# Work to complete:
What follows is a set of records, each of which is to be written out exactly.

# Exercise material:
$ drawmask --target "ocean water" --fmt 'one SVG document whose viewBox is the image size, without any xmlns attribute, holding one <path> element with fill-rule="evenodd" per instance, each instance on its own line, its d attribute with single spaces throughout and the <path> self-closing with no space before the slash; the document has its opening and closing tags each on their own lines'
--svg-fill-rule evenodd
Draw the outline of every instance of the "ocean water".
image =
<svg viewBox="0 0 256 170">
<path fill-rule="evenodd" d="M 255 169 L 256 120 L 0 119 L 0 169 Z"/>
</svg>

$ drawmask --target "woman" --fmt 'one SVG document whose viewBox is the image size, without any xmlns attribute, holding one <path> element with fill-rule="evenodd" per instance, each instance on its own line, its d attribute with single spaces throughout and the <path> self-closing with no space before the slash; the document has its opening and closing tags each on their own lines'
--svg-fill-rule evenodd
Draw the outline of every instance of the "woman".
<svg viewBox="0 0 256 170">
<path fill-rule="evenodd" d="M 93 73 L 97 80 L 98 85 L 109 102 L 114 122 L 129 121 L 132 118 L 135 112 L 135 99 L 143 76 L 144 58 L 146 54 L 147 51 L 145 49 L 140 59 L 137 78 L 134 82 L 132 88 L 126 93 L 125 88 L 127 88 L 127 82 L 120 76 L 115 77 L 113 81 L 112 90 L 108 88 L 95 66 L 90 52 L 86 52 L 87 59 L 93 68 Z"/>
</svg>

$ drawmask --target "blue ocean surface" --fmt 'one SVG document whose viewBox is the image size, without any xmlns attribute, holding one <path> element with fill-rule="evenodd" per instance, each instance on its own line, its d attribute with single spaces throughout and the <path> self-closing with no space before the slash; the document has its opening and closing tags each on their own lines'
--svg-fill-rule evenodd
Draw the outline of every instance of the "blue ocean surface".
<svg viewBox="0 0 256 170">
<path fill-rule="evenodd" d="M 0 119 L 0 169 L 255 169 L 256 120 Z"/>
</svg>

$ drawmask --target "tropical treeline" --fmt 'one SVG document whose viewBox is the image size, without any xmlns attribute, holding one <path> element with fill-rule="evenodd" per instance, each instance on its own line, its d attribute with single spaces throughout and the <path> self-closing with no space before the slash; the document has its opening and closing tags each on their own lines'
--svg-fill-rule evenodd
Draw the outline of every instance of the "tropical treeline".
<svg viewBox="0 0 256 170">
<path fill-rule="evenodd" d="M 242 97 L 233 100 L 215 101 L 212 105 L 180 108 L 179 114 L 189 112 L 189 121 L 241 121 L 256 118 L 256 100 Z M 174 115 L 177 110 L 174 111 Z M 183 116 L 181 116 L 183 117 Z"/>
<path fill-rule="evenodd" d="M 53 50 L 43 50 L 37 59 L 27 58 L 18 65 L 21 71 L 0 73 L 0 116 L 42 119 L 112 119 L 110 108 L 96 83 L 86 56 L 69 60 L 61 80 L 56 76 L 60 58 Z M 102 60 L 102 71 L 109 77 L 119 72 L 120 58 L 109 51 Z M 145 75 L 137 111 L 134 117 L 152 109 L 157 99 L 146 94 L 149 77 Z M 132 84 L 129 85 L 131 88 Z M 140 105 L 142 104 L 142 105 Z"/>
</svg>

# Final result:
$ drawmask --target "ocean water" --fmt 'one SVG document whose viewBox is the image size, without any xmlns attribute, holding one <path> element with fill-rule="evenodd" per instance, each instance on its own line, its d attribute with single spaces throughout and the <path> self-closing with no space before the slash; the document has its opening and closing tags each on their own lines'
--svg-fill-rule evenodd
Draw the outline of every instance of the "ocean water".
image =
<svg viewBox="0 0 256 170">
<path fill-rule="evenodd" d="M 255 169 L 256 120 L 0 119 L 0 169 Z"/>
</svg>

$ drawmask --target "woman" --fmt 'one SVG document whose viewBox is the image size, without any xmlns attribute, holding one <path> element with fill-rule="evenodd" per instance, each instance on its own line, its d attribute with single spaces throughout and the <path> self-closing with no space before the slash; the document has its opening and closing tags each on their own lines'
--svg-fill-rule evenodd
Draw the outline of every instance of the "woman".
<svg viewBox="0 0 256 170">
<path fill-rule="evenodd" d="M 93 73 L 97 80 L 98 85 L 109 102 L 114 122 L 129 121 L 132 118 L 135 112 L 135 99 L 143 76 L 144 58 L 146 54 L 147 51 L 145 49 L 140 59 L 137 78 L 134 82 L 132 88 L 126 93 L 125 88 L 127 88 L 127 82 L 120 76 L 115 77 L 113 81 L 112 90 L 108 88 L 95 66 L 90 52 L 86 52 L 87 59 L 93 68 Z"/>
</svg>

$ drawmask --target "blue ocean surface" --fmt 'one SVG document whose viewBox is the image size, without any xmlns attribute, holding one <path> element with fill-rule="evenodd" per instance, each instance on its own line, its d attribute with single spaces throughout and the <path> self-closing with no space before the slash; the document has its opening and closing tags each on their own lines'
--svg-fill-rule evenodd
Draw the outline of every instance of the "blue ocean surface".
<svg viewBox="0 0 256 170">
<path fill-rule="evenodd" d="M 0 119 L 0 169 L 255 169 L 256 120 Z"/>
</svg>

$ drawmask --target "tropical treeline" --fmt 'one SVG document whose viewBox is the image size, without any xmlns attribute, holding one <path> element with fill-rule="evenodd" per instance, each instance on its own line, its d attribute with single spaces throughout and the <path> self-closing with no space before the slash; the document has its opening and closing tags each on their own lines'
--svg-fill-rule evenodd
Draw the outline of every instance of the "tropical treeline".
<svg viewBox="0 0 256 170">
<path fill-rule="evenodd" d="M 242 97 L 233 100 L 215 101 L 212 105 L 180 108 L 179 114 L 189 112 L 189 121 L 241 121 L 256 118 L 256 100 Z M 174 115 L 177 110 L 174 111 Z M 183 116 L 181 116 L 183 117 Z"/>
<path fill-rule="evenodd" d="M 53 50 L 43 50 L 37 59 L 27 58 L 18 65 L 21 71 L 0 73 L 0 116 L 42 119 L 112 119 L 110 108 L 96 83 L 86 56 L 69 60 L 61 80 L 56 76 L 60 58 Z M 102 60 L 102 71 L 109 77 L 119 72 L 120 58 L 109 51 Z M 145 75 L 137 111 L 134 117 L 152 109 L 157 99 L 146 94 L 149 77 Z M 132 84 L 129 85 L 131 88 Z M 140 105 L 142 104 L 142 105 Z"/>
</svg>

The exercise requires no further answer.